── Quoted passage

Monday, October 22, 2012

National Indian Health Board and VA team up to prevent suicides

There is much the Indian culture can teach the VA and much they can learn from them.
VA, IHS Join Forces to Improve Suicide Prevention Services to Veterans
Indian Country
By Carol Berry
October 22, 2012

Treatment options must be available for military veterans who need care, said Retired U.S. Army General Eric K. Shinseki, Secretary of Veterans Affairs, speaking at the National Indian Health Board’s (NIHB) 29th Annual Consumer Conference, September 24-27 in Denver, Colorado.

Accounts of American Indians’ heroism abound, including that of a soldier who flung himself on a hand grenade to save comrades and who received the Medal of Honor posthumously, he said in a keynote speech to the NIHB general assembly.

The much-decorated Shinseki offered a cautionary tale by creating a hypothetical soldier, a Lakota, who had served two combat tours in Vietnam and who developed symptoms of post-traumatic stress disorder (PTSD) but held the common belief that “warriors are strong enough to handle the rigors of warfare” before he sought help.

In a current and positive move toward halting veteran suicides, the Department of Veterans Affairs (VA) and the Indian Health Service (IHS) are joining forces to improve suicide prevention services, as described in sessions that were part of a Veterans Track, new this year to the NIHB conference program.

Even before the adoption of a formal agreement, the VA Office of Suicide Prevention and the IHS Division of Behavioral Health worked on reducing suicide among the American Indian/Alaska Native (AI/AN) population, NIHB conference presenters said in a session on suicide prevention collaboration.

Males ages 20-24 have had the highest rate of suicide among the AI/AN population—47.47 per 100,000—the highest rate of all racial/ethnic/age groups in the U.S. and often the age group of returning veterans, noted presenters Krista Stephenson, VA deputy national suicide prevention coordinator, and Cleo B. Monette, Turtle Mountain Chippewa, behavioral health consultant at the Bemidji, Minnesota Area IHS.

────

#### What needs to be done:
Answer these questions using the article on VA and IHS suicide prevention services.
(a) Where and on what dates was the NIHB's 29th Annual Consumer Conference held?
(b) What belief did Shinseki's hypothetical Lakota soldier hold before seeking help?
(c) What suicide rate among AI/AN males ages 20-24 did the presenters cite?
The records that follow are material separate from the article.

── Extracted information

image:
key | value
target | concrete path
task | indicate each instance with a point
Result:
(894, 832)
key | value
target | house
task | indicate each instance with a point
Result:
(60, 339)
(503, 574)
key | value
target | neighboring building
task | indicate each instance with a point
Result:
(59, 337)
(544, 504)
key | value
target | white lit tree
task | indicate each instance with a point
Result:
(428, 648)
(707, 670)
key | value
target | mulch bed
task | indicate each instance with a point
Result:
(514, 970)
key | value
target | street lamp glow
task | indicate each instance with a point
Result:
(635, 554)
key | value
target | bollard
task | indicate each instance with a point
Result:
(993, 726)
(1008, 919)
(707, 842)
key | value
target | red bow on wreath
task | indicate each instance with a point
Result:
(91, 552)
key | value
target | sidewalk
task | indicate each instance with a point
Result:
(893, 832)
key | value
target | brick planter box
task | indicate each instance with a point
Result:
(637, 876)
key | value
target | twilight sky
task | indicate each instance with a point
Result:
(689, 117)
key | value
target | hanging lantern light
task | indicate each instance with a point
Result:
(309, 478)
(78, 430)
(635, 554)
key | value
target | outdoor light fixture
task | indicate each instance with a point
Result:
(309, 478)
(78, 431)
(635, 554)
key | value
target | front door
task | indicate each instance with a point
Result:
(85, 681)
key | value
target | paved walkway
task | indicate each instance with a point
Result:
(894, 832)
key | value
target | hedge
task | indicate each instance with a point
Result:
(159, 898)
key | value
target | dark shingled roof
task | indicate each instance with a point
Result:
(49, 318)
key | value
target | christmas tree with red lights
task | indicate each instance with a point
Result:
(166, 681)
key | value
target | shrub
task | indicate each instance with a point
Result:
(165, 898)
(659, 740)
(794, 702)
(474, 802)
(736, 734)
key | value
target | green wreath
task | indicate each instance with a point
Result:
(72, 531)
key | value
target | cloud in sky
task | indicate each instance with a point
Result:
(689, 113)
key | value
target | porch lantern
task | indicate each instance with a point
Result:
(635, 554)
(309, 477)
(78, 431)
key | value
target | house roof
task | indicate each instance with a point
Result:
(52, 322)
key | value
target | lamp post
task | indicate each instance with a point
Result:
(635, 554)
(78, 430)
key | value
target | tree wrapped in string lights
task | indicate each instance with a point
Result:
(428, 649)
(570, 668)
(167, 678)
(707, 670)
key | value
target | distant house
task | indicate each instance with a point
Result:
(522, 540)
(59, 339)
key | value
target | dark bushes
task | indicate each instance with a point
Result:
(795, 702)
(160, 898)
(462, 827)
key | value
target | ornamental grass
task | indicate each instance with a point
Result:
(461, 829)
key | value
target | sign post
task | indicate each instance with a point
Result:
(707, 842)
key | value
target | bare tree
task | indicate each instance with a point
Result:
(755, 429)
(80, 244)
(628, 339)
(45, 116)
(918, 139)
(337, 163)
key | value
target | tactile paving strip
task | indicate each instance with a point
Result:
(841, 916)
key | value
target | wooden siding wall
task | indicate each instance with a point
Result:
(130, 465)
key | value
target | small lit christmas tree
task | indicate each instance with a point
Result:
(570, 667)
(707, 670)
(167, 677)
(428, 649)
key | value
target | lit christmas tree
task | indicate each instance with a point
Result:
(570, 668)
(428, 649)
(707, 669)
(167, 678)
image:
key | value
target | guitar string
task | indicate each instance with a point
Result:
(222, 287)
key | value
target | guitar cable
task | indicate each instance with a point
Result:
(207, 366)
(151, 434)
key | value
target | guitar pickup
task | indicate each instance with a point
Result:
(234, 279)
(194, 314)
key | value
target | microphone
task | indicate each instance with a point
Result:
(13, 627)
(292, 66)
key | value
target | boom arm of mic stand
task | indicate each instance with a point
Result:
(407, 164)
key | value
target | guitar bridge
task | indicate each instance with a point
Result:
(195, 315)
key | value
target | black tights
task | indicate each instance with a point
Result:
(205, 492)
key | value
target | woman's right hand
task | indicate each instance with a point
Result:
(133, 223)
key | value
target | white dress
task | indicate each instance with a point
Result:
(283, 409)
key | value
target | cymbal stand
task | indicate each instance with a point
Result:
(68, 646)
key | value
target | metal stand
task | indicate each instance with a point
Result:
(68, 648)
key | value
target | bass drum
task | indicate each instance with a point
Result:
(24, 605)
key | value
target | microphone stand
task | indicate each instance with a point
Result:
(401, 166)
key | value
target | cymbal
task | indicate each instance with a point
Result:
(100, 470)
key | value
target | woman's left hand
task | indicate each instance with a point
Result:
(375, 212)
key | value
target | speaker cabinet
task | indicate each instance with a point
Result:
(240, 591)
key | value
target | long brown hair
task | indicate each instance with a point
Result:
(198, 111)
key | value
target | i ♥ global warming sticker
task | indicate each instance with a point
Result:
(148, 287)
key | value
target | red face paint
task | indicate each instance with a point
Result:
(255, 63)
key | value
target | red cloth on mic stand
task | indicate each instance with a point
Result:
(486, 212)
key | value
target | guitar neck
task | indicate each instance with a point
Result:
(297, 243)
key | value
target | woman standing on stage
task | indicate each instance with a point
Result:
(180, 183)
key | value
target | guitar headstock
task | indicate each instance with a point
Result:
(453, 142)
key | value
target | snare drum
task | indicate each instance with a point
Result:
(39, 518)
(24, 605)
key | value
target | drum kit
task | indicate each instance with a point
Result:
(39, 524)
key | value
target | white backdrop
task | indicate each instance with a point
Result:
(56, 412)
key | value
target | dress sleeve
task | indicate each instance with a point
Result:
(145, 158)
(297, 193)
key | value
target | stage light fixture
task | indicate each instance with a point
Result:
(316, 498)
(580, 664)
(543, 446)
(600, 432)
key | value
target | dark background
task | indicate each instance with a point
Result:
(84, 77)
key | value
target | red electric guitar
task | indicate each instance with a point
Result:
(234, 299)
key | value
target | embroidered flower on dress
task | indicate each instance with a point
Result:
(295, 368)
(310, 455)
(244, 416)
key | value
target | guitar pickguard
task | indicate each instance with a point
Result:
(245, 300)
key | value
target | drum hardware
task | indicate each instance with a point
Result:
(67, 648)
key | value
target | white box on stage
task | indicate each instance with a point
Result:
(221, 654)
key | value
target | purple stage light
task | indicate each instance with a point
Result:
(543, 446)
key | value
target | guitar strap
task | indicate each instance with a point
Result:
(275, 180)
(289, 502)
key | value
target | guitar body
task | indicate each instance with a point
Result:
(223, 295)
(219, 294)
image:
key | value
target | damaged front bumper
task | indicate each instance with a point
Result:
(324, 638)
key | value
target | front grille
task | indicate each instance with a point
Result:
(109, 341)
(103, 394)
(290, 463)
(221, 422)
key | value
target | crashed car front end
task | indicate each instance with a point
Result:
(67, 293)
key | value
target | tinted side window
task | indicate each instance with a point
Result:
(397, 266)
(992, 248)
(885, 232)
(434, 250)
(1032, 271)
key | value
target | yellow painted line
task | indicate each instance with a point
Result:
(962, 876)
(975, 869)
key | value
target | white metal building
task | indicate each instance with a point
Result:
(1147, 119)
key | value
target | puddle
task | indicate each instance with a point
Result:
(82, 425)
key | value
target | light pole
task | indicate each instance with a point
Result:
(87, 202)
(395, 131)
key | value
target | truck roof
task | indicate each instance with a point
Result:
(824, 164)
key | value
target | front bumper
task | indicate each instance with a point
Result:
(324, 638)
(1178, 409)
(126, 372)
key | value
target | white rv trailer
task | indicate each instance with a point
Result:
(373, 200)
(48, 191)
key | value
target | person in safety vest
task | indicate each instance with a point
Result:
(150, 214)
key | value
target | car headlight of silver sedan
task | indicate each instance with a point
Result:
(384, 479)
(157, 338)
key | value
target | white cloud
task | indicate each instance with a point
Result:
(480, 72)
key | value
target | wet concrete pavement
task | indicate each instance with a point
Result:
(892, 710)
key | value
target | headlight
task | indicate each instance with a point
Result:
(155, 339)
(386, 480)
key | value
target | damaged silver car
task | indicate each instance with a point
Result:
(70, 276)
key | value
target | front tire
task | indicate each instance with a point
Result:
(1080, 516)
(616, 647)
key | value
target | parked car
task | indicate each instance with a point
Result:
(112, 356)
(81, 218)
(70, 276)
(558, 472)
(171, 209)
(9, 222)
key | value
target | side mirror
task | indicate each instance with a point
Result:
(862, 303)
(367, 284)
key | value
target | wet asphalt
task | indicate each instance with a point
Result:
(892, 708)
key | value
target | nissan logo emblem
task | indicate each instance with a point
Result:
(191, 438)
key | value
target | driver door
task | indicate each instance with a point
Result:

────

#### Answer to the exercise:
(a) It was held September 24-27 in Denver, Colorado.
(b) He held the common belief that "warriors are strong enough to handle the rigors of warfare."
(c) The presenters cited 47.47 per 100,000.